◆ What needs to be done ◆
The entries below need to be transcribed verbatim.

◆ Records excerpted from a collection ◆
== Segment start ==
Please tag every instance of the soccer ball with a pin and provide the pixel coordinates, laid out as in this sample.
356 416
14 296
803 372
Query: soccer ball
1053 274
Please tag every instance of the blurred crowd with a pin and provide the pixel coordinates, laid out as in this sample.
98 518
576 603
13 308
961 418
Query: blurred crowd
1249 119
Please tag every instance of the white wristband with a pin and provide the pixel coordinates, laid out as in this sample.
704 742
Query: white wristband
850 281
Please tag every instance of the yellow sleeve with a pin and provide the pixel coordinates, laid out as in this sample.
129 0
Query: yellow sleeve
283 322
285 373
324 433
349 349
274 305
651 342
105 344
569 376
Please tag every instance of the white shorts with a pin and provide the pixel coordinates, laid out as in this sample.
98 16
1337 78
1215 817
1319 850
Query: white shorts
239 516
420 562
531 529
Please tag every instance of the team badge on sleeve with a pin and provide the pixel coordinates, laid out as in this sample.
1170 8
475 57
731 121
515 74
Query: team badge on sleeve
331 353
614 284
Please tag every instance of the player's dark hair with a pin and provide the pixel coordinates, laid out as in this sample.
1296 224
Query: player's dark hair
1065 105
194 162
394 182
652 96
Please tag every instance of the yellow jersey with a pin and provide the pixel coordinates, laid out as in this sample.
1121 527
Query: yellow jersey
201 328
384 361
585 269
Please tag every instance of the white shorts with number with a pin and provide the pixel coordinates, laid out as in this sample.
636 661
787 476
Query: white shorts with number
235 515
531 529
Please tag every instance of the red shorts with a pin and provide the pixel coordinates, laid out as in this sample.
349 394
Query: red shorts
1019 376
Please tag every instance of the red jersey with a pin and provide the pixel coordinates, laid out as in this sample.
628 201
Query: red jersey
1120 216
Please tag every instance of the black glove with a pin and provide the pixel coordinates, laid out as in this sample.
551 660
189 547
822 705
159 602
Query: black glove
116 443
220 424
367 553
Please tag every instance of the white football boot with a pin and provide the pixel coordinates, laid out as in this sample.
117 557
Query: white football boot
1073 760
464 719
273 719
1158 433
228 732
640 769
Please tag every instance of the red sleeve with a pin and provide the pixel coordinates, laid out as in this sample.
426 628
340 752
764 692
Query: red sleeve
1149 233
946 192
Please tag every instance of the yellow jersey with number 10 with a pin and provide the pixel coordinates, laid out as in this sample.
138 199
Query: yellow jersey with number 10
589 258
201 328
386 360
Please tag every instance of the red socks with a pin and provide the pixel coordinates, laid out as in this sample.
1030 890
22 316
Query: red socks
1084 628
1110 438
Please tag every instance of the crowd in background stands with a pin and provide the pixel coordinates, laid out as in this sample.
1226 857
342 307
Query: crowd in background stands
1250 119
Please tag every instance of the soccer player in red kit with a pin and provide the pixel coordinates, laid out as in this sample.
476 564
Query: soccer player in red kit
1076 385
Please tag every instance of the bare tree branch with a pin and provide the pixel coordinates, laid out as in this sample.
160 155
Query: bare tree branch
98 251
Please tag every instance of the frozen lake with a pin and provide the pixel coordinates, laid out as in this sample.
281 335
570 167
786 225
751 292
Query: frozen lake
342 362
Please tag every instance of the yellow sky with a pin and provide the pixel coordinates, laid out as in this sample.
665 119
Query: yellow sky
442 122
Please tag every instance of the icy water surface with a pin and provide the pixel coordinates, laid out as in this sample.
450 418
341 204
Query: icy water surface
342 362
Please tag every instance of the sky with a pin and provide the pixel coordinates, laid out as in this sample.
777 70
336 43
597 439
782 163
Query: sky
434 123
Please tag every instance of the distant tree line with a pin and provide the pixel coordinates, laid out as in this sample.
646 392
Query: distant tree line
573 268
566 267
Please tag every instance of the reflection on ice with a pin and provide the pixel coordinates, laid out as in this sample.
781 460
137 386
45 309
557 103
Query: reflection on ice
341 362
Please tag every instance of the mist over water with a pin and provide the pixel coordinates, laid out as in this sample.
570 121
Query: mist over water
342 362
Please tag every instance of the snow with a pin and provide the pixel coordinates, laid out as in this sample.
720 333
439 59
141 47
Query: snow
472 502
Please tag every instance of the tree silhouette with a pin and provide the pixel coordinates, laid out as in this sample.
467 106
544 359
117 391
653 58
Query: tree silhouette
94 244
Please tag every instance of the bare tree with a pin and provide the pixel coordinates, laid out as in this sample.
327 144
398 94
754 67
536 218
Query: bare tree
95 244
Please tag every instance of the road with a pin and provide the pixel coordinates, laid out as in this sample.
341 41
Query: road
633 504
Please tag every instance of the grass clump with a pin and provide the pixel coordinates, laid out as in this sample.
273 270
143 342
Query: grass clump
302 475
== Segment end ==
◆ Task answer ◆
Please tag every instance of the soccer ball with a pin and provide the pixel coordinates, laid out as in this sample.
356 416
14 296
803 372
Query: soccer ball
1053 274
Please tag every instance of the blurred crowd with a pin and provide the pixel coordinates, laid out as in this sample.
98 518
576 603
13 308
961 418
Query: blurred crowd
1249 119
Please tag every instance of the white wristband with a pin and provide the pixel coordinates, laid out as in this sample.
704 742
Query: white wristband
850 281
Please tag every instance of the yellow sleeve with a pin and provide the pixel coordinates, laid out as in this sample.
129 0
Query: yellow sleeve
283 322
285 373
324 433
349 349
274 305
651 342
105 344
569 376
Please tag every instance of the white shorts with a pin and provide the pixel coordinates, laid out as in this sample.
98 16
1337 78
1215 817
1319 850
Query: white shorts
239 516
420 562
531 529
Please tag every instance of the team badge on sleeve with a pin and provide the pixel coordinates, laid out as in this sample.
1170 8
475 57
731 121
515 74
Query: team badge on sleeve
331 353
614 284
Please tag every instance of the player's dark hair with a pin and provide the pixel coordinates, laid out as in this sample.
1296 224
Query: player's dark hair
1065 105
194 162
394 182
652 96
Please tag every instance of the yellow jersey with a pin and provide the pixel coordinates, laid out as in this sample.
1121 527
Query: yellow jersey
201 328
384 361
585 269
Please tag every instance of the white shorts with number with a pin and provide the pixel coordinates, laid out as in this sample.
636 661
787 476
Query: white shorts with number
235 515
531 529
Please tag every instance of the red shorts with a pin and provide the pixel coordinates, laid out as in this sample.
349 394
Query: red shorts
1019 376
Please tag every instance of the red jersey with a pin and provide the pixel coordinates, laid out as in this sample.
628 201
Query: red jersey
1120 216
Please tag every instance of the black glove with a pin and provide the pixel coordinates, laid out as in this sample.
551 660
189 547
822 705
159 602
Query: black glove
116 443
220 424
367 553
Please tag every instance of the white football boot with a pin and provide the pixel coordinates, laid out as in this sample.
117 557
Query: white football boot
1073 760
464 719
273 719
1158 433
228 732
640 769
Please tag every instance of the red sleeve with a pin and provide the pixel coordinates, laid out as in this sample.
426 628
340 752
764 692
Query: red sleeve
1149 233
946 192
Please tag every instance of the yellow jersey with number 10 with a pin and provide the pixel coordinates, laid out as in this sample.
138 199
Query: yellow jersey with number 10
589 258
201 328
386 360
Please tag every instance of the red socks with a pin and provide the pixel coordinates, laid out as in this sample.
1030 890
22 316
Query: red socks
1084 628
1110 438
Please tag every instance of the crowd in background stands with a pin and provide the pixel coordinates, laid out as in this sample.
1226 857
342 307
Query: crowd in background stands
1250 119
Please tag every instance of the soccer player in red kit with a pin and provide the pixel coordinates, laid out as in this sample.
476 564
Query: soccer player in red kit
1076 385
Please tag every instance of the bare tree branch with a pin and provide the pixel coordinates, laid out as in this sample.
160 155
Query: bare tree branch
98 251
Please tag every instance of the frozen lake with a pin and provide the pixel coordinates, laid out as in this sample.
281 335
570 167
786 225
751 292
Query: frozen lake
342 362
Please tag every instance of the yellow sky with a pin and provide the pixel coordinates, laid out as in this sample.
665 119
Query: yellow sky
442 122
Please tag every instance of the icy water surface with a pin and provide the pixel coordinates, laid out as in this sample.
450 418
341 204
Query: icy water surface
342 362
Please tag every instance of the sky with a pin and provide the pixel coordinates, laid out as in this sample.
777 70
336 43
597 439
782 163
Query: sky
434 123
Please tag every instance of the distant tree line with a pin and provide the pixel coordinates, laid out as in this sample.
646 392
Query: distant tree line
573 268
566 267
Please tag every instance of the reflection on ice with a pin and provide the pixel coordinates, laid out as in this sample.
781 460
137 386
45 309
557 103
Query: reflection on ice
341 362
Please tag every instance of the mist over water with a pin and provide the pixel coordinates, laid out as in this sample.
570 121
Query: mist over water
342 362
Please tag every instance of the snow with a pin and provide the pixel coordinates, laid out as in this sample.
720 333
439 59
141 47
Query: snow
472 502
Please tag every instance of the tree silhouette with a pin and provide the pixel coordinates, laid out as in this sample.
467 106
544 359
117 391
653 58
Query: tree silhouette
94 244
Please tag every instance of the bare tree with a pin and provide the pixel coordinates, laid out as in this sample.
327 144
398 94
754 67
536 218
Query: bare tree
95 244
Please tag every instance of the road with a pin and provide the pixel coordinates, laid out as in this sample.
341 41
Query: road
633 504
Please tag every instance of the grass clump with a pin and provide the pixel coordinates, laid out as in this sample.
273 270
143 342
Query: grass clump
302 475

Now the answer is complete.